**TASK DETAILS**
Which lines in the data listing contain the word "hand"? Copy each of them.

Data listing
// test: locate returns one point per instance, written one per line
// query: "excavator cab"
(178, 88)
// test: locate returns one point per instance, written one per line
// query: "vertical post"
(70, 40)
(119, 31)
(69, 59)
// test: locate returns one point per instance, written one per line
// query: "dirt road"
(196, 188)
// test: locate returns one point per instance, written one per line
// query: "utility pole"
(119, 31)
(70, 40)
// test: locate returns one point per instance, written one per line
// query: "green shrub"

--

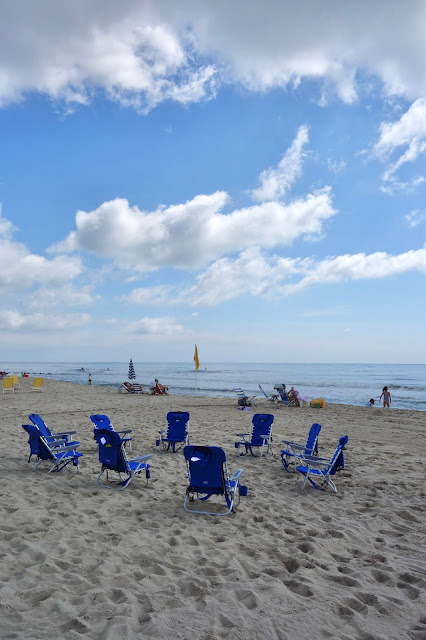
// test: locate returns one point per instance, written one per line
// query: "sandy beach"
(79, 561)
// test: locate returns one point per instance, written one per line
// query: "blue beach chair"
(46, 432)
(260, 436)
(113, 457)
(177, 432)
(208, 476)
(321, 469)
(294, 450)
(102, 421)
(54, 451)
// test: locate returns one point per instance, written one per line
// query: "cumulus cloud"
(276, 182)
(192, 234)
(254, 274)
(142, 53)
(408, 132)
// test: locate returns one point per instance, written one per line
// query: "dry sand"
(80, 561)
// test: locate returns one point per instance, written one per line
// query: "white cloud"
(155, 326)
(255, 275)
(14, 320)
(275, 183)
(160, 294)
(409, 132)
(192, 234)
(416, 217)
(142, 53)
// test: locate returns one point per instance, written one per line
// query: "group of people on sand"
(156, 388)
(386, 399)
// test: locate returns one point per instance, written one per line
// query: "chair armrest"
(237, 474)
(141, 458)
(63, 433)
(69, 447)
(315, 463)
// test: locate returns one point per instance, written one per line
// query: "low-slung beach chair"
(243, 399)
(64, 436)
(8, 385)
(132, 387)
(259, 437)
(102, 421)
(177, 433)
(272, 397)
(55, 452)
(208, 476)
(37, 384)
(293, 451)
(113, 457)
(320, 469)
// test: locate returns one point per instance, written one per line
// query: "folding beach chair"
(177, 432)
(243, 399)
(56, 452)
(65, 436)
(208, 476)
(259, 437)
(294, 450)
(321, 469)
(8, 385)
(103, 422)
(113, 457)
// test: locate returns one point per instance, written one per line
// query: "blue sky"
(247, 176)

---

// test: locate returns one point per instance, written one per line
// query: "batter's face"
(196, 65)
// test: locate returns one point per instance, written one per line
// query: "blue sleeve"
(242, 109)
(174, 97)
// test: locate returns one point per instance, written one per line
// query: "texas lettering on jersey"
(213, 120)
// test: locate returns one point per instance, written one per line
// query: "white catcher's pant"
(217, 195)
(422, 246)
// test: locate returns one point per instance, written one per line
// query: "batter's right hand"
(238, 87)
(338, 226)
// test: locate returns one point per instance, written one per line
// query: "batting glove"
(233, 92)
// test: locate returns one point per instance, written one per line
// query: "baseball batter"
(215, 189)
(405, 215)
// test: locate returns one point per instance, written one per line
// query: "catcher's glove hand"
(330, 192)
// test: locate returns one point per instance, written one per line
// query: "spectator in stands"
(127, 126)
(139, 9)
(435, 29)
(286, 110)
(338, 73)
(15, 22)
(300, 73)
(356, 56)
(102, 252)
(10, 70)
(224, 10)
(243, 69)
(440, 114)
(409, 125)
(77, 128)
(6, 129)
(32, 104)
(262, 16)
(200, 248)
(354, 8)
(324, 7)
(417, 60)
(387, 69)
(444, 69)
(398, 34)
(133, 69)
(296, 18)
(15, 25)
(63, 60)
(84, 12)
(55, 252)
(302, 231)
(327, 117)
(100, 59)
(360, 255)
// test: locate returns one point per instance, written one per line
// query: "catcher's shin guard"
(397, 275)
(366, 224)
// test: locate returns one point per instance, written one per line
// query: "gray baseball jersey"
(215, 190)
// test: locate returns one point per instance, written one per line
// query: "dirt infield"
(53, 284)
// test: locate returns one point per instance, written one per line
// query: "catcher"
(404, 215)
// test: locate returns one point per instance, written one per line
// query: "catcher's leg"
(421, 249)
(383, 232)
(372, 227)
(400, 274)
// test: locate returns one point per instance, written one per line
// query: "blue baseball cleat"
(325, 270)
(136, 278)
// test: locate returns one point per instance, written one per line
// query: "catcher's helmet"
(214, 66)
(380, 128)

**RESPONSE TO THE TASK**
// query: "batter's right hand"
// query: "catcher's glove hand"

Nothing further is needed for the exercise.